SOURCE -

Ever sifting and winnowing, assessing each tiny bit of information for its relevancy and accuracy. Accumulating massive files of research on every aspect of the story.

Then, finally, writing. Agonizing over each sentence in a 180,000-word tome, always asking: Is this the most truthful representation of all that I have learned?

When it was published in 2013 – on the 100th anniversary of Rockne’s pivotal senior season as  captain of the undefeated Irish – my biography Coach For A Nation: The Life and Times of Knute Rockne set the bar, far eclipsing any previous work on the iconic coach.

“Jim Lefebvre has thoroughly researched and written the definitive piece on this American hero.” said Kent Stephens, curator of the College Football Hall of Fame.

The Independent Publisher Book Awards – the highest honor in small-press publishing – agreed, including Coach For A Nation among its 2014 medal winners for overall excellence.

Since that time, it has been my privilege to travel the country speaking on the life and legacy of Coach Rockne, and I have gone on to found the Knute Rockne Memorial Society and the Knute Rockne Spirit of Sports Awards (the third version taking place this Oct. 11 in South Bend.) We are currently working to create a documentary film based on Coach For A Nation.

DATASET CONTENT -
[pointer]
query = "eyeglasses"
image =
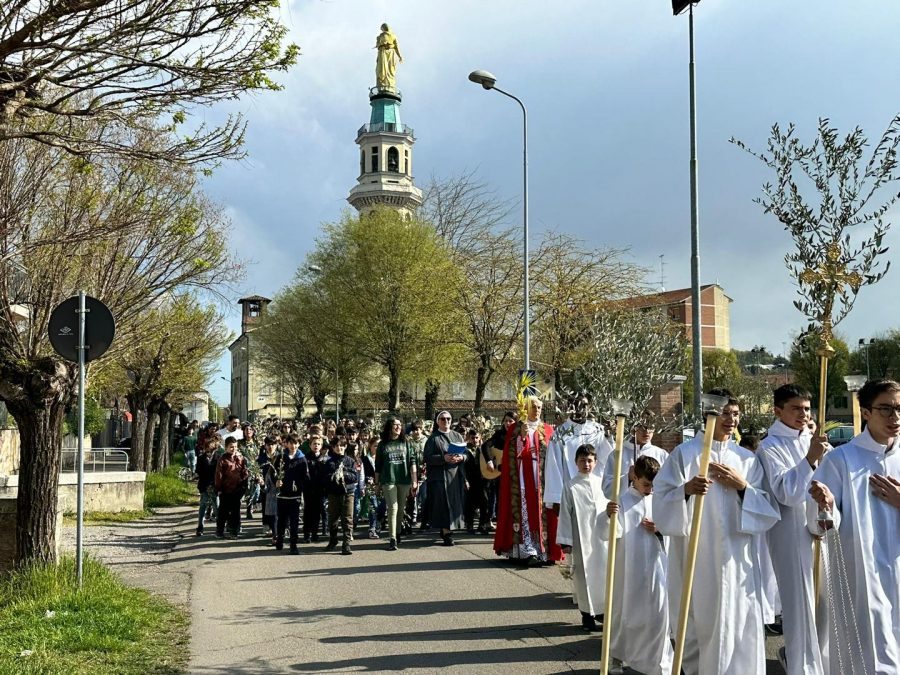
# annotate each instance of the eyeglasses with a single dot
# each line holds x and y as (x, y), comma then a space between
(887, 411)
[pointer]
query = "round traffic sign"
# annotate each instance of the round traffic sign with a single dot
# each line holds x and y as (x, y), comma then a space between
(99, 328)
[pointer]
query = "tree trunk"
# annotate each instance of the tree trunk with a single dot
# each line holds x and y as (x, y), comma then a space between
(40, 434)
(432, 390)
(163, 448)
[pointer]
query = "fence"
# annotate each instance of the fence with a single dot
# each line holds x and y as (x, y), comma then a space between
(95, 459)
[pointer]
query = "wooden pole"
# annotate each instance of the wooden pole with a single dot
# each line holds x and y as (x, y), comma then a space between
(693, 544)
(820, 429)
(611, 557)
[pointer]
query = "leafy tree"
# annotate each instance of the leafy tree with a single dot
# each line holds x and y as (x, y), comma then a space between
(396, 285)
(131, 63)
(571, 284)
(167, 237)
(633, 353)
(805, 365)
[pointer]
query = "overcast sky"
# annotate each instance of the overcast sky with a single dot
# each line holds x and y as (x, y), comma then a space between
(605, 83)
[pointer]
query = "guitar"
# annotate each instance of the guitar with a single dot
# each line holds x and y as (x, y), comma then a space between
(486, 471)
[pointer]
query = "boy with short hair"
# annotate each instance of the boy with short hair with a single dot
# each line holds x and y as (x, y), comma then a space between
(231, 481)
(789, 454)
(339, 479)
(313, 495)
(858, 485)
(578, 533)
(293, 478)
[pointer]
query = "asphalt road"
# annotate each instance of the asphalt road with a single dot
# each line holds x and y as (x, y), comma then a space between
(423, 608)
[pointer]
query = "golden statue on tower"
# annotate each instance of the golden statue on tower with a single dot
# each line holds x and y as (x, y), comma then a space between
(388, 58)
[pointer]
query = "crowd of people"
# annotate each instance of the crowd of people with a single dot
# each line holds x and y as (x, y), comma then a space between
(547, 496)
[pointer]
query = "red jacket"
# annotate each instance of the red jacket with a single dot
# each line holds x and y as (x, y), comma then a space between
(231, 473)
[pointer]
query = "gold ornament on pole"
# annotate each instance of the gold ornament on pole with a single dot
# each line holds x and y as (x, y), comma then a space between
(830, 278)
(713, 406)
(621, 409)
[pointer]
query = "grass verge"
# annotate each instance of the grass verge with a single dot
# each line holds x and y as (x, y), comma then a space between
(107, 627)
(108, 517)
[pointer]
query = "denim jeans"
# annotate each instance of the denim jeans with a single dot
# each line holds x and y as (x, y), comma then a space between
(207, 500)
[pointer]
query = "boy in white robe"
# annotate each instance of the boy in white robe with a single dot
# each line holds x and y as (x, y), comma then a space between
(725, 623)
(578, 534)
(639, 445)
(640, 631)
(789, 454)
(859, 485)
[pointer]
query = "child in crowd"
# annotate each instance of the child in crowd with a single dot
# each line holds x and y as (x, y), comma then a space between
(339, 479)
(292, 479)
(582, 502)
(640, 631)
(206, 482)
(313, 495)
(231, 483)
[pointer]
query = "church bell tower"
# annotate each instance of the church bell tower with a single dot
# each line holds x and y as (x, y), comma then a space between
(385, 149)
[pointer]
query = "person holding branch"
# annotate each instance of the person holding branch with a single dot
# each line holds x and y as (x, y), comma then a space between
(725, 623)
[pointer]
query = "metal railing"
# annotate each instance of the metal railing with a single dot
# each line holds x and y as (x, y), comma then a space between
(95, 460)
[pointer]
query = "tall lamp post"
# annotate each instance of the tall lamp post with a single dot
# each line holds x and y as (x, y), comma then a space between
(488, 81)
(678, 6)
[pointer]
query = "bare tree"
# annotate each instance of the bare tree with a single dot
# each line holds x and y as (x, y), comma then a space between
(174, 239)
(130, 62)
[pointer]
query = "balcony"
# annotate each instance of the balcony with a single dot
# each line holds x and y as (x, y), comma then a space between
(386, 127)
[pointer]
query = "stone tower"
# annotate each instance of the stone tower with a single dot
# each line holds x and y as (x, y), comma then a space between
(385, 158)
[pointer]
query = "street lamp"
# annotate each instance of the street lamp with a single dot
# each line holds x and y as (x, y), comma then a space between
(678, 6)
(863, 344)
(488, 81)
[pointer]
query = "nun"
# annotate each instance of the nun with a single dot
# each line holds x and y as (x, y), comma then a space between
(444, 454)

WHAT YOU NEED TO DO -
A) In the passage about the Knute Rockne biography, which awards program named Coach For A Nation one of its 2014 medal winners?
B) Shorten the paragraph in the passage about the Knute Rockne biography that begins "Since that time" to a bulleted list that keeps its main facts.

ANSWER LIST -
A) The Independent Publisher Book Awards.

B)
- The author has traveled the country speaking on Rockne's life and legacy.
- The author founded the Knute Rockne Memorial Society.
- The author also founded the Knute Rockne Spirit of Sports Awards, whose third edition takes place Oct. 11 in South Bend.
- A documentary film based on Coach For A Nation is in the works.